Про густые Брянские леса слышали, наверное, все. Существует даже достаточно обоснованная гипотеза, что само название Дебрянск, под которым город Брянск фигурировал первоначально в летописях, произошло от слова «дебри». Ну, а что это за леса Брынские?

Их связывают с небольшой рекой Брынь, впадающей в Жиздру, приток Оки. На берегу есть одноименное село. Глядя на современные карты, трудно поверить, что эта речка или населенный пункт, о существовании которых сегодня мало кто знает, могли дать имя знаменитым лесам. Но места эти, очевидно, не всегда были безвестными. Рядом с селом Брынь имеется древнее городище. По мнению специалистов, именно здесь находился летописный Брын, упомянутый 1228 годом (князь Михаил Всеволодович «бе бо тогда в Брыну»). Скорее всего, по этому городу окрестные леса и получили свое название.

Как уже сказано, в записях былины фигурируют оба топонима. Одни варианты поселяют Соловья-разбойника в Брынских лесах, другие — в Брянских. Но нет никакого сомнения, что первоначально обителью Соловья эпос называл именно Брынские леса. Варианты былины с их упоминанием зафиксированы в самых разных регионах, от Поволжья до Сибири, что указывает на древность, исконность употребления данного топонима в произведении. О Брянских же лесах речь идет только в двух былинных записях территориально ограниченной (мезенской) традиции. Здесь резоннее предположить позднюю, может быть, даже машинальную «корректировку» названия в соответствии с более известным топонимом.
--
§ **Что сделать**
(1) В какую реку, согласно отрывку, впадает Брынь?
(2) Сколько строк содержат слово «rose»? Укажите только число.
Отрывок и строки между собой никак не связаны.

§ **Исходные данные**
--
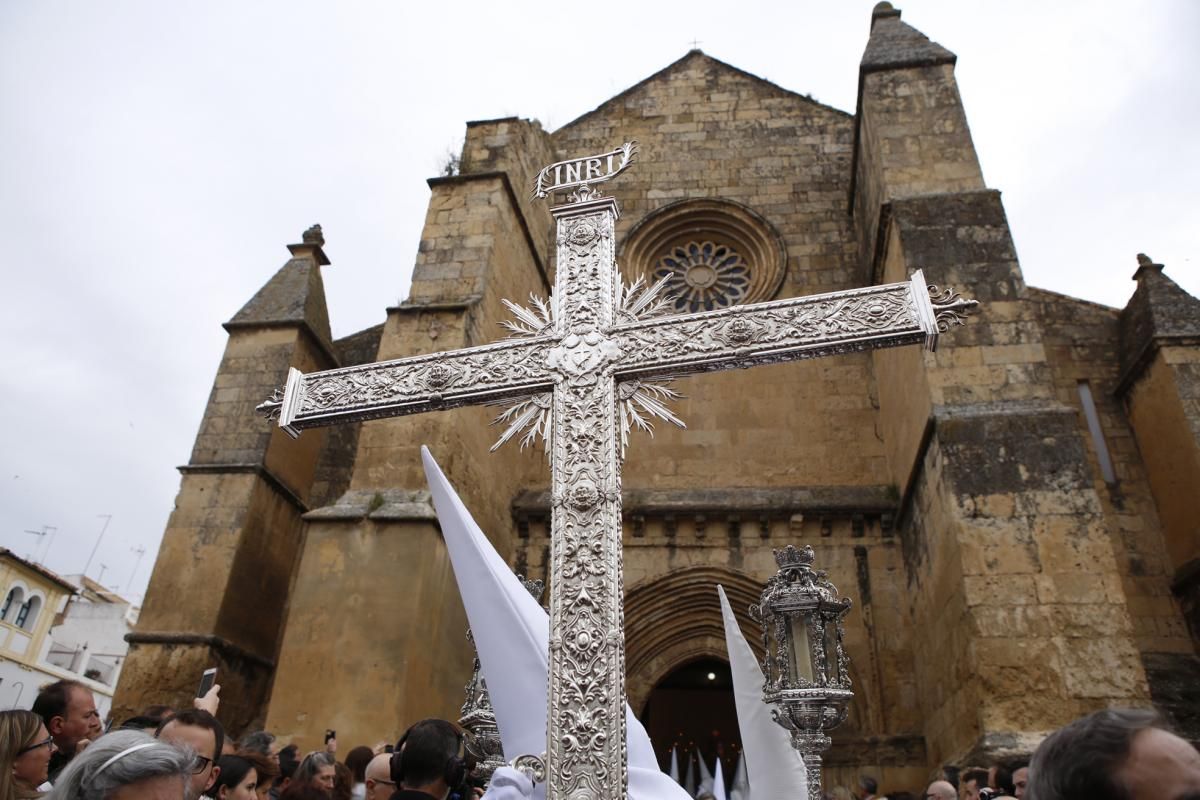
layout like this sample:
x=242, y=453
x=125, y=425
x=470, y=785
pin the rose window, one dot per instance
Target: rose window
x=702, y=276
--
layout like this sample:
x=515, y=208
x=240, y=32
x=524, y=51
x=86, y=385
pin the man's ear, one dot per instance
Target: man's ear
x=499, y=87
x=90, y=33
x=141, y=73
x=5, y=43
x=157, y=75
--
§ **Ответы по порядку**
(1) В Жиздру, приток Оки.

(2) 2